→ DIRECTION: Count the lines in the entries below that contain the string "viewBox". Reply with the number alone.

Rows taken from a segmentation dataset:
>> start
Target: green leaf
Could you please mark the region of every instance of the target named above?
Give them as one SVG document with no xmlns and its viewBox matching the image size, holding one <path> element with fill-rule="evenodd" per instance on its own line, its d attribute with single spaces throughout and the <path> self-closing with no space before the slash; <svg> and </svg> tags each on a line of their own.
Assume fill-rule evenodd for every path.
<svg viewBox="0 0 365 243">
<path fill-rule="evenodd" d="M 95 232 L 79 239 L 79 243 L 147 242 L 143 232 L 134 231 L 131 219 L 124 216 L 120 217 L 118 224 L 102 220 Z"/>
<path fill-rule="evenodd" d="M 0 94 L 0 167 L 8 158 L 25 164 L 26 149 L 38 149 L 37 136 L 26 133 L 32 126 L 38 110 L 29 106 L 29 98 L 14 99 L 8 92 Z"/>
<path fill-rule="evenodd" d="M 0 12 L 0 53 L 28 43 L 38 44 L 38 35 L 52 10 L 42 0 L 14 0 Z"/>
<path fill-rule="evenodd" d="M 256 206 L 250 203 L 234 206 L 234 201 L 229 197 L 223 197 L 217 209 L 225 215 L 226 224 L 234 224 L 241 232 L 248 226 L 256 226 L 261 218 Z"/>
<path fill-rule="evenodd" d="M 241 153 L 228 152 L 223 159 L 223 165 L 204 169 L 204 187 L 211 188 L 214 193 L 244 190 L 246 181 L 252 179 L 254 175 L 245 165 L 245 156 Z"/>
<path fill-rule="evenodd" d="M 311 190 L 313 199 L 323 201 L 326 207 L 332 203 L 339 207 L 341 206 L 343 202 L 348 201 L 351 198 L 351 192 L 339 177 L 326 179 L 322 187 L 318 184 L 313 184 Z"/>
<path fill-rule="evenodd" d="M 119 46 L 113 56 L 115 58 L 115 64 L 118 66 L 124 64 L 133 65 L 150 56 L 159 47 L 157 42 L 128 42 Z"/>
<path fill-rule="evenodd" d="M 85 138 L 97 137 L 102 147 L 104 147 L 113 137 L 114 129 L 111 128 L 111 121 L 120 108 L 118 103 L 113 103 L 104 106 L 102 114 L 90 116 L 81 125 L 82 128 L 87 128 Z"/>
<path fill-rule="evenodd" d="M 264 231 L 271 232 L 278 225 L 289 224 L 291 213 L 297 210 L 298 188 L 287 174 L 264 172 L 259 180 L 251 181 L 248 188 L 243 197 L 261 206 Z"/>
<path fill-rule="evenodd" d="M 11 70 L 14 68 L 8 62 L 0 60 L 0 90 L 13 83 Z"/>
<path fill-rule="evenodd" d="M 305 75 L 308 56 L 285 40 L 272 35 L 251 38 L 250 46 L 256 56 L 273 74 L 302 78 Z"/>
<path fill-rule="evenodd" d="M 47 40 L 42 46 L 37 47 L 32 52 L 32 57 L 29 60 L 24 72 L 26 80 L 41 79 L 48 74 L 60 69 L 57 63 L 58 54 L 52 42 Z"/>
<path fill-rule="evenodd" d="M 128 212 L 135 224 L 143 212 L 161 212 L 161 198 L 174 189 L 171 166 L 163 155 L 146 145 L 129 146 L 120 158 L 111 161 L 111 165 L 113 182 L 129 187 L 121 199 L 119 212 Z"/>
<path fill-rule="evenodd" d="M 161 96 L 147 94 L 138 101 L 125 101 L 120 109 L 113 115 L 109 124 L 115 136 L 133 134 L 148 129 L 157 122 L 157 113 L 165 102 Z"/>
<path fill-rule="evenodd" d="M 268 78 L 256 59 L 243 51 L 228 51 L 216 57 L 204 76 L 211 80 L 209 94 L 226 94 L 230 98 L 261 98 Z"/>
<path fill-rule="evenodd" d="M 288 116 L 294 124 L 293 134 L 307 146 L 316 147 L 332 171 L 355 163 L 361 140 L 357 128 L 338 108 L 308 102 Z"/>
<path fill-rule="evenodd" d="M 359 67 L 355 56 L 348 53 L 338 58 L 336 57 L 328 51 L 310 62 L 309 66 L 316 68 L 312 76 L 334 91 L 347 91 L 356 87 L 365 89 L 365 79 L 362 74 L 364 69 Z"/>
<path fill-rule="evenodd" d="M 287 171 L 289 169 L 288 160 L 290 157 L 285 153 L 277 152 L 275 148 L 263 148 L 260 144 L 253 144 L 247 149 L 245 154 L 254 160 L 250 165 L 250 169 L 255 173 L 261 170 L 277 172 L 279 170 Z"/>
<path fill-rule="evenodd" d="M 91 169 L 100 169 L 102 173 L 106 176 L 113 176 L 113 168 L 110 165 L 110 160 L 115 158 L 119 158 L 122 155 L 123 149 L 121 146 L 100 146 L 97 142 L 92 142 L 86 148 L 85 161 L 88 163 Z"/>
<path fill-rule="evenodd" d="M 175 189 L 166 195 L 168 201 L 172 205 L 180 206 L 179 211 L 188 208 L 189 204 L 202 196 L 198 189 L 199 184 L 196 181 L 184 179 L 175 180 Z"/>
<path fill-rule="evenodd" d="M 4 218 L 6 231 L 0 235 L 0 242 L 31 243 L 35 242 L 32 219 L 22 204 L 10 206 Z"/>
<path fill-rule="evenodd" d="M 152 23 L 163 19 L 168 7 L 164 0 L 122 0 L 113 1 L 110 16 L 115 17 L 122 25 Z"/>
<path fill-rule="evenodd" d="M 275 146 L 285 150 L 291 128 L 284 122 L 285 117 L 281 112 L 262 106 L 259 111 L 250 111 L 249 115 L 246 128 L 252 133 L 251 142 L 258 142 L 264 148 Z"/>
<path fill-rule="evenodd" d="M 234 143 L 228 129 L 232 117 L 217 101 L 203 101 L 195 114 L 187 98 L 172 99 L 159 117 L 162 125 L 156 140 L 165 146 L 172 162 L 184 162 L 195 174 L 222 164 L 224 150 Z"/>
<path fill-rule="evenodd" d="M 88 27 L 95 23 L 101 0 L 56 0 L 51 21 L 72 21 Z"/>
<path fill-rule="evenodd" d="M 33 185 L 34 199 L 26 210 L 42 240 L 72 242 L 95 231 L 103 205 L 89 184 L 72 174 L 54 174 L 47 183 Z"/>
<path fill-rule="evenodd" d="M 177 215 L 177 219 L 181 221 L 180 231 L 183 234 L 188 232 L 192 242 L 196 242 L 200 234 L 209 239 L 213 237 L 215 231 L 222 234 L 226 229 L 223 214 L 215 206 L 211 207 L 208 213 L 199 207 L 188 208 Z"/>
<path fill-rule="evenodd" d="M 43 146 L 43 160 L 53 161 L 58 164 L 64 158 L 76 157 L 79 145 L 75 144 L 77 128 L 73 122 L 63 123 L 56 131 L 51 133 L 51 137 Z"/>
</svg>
>> end
→ FINAL ANSWER: 2